From the entries below, copy every line where the string "bridge" appears.

Stored data entries
▼▼▼

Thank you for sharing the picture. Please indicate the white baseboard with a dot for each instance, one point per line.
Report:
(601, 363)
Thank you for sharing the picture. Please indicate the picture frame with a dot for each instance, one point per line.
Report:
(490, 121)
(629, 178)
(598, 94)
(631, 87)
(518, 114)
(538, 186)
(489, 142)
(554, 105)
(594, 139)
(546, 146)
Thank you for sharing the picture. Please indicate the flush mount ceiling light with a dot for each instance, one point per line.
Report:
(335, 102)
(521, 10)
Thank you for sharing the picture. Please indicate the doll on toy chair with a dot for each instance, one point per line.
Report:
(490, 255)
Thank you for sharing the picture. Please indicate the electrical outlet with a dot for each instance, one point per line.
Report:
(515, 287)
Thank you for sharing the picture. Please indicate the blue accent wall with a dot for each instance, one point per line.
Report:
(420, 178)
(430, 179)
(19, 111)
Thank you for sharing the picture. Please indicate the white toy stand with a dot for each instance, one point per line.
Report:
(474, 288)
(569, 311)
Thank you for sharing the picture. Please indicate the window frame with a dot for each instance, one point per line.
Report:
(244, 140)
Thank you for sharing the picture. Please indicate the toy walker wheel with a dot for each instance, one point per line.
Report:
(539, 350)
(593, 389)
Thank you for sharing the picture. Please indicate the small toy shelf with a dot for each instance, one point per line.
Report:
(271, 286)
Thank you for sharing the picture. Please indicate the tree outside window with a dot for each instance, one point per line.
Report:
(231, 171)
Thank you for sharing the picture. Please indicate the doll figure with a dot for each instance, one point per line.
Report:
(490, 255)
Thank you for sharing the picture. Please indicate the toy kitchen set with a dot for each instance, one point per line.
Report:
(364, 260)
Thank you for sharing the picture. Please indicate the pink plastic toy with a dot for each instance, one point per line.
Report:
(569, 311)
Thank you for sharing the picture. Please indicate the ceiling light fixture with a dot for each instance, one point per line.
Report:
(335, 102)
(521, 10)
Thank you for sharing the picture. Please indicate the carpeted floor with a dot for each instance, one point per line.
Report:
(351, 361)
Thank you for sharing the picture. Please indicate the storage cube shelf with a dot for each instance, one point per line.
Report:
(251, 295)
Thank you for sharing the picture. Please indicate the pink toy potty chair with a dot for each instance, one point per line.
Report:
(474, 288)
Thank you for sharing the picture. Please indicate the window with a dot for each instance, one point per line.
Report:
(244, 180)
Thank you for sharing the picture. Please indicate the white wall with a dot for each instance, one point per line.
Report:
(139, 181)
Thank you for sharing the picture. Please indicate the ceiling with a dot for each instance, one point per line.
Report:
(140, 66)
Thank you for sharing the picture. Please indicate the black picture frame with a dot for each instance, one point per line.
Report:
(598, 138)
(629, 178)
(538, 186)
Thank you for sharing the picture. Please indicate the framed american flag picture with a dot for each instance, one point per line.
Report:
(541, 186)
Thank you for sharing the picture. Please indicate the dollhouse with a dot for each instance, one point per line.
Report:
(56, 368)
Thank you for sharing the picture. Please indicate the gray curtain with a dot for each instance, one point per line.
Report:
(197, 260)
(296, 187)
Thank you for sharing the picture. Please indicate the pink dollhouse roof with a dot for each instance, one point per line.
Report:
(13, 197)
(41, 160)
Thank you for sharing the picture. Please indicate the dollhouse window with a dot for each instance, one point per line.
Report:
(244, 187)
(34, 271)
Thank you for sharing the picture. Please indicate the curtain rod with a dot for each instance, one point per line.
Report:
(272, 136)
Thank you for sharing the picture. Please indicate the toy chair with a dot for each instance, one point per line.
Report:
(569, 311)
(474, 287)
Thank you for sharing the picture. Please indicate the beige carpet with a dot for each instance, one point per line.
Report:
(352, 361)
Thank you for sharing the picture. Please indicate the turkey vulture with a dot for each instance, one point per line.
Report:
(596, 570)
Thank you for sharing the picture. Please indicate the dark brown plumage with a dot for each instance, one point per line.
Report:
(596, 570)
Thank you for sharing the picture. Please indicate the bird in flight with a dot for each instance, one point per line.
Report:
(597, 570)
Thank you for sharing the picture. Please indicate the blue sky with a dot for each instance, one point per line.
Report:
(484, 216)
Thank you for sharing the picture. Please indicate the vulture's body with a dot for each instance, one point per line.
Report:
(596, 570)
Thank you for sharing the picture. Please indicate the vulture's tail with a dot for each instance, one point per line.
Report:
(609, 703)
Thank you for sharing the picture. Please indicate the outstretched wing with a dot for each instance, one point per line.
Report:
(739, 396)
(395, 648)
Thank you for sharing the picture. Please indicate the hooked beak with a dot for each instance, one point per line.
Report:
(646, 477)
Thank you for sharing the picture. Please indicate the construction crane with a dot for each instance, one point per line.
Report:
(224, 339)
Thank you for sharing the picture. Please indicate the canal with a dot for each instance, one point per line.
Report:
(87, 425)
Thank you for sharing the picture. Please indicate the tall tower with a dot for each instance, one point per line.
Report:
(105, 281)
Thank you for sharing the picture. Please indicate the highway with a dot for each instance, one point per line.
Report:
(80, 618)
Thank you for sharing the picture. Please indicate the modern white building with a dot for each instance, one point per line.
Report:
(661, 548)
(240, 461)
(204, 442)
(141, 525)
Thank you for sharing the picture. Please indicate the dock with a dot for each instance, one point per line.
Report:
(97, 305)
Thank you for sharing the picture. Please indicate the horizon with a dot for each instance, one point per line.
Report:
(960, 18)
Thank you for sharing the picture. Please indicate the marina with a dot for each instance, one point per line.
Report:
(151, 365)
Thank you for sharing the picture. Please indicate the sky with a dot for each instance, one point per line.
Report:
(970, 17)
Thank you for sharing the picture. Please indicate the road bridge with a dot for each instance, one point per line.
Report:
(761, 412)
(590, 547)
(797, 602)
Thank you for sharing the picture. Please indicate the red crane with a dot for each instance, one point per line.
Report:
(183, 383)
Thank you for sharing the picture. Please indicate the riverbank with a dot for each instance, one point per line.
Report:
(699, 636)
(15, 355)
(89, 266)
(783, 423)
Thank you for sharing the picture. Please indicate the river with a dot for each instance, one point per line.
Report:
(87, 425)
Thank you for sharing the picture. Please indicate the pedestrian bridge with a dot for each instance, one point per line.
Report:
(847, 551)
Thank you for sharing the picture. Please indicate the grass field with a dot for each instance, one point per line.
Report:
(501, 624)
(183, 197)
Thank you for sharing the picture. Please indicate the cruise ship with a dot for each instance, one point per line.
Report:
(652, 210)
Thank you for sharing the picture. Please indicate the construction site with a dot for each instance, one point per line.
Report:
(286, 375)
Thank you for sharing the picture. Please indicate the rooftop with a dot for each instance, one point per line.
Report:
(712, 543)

▲▲▲

## Exercise result
Thank you for sharing the picture. Please indicate the road bridge with a dot for each instance, one point per line.
Thank you for sharing the picture. Please indicate the pedestrian bridge with a dot for each instance, one point per line.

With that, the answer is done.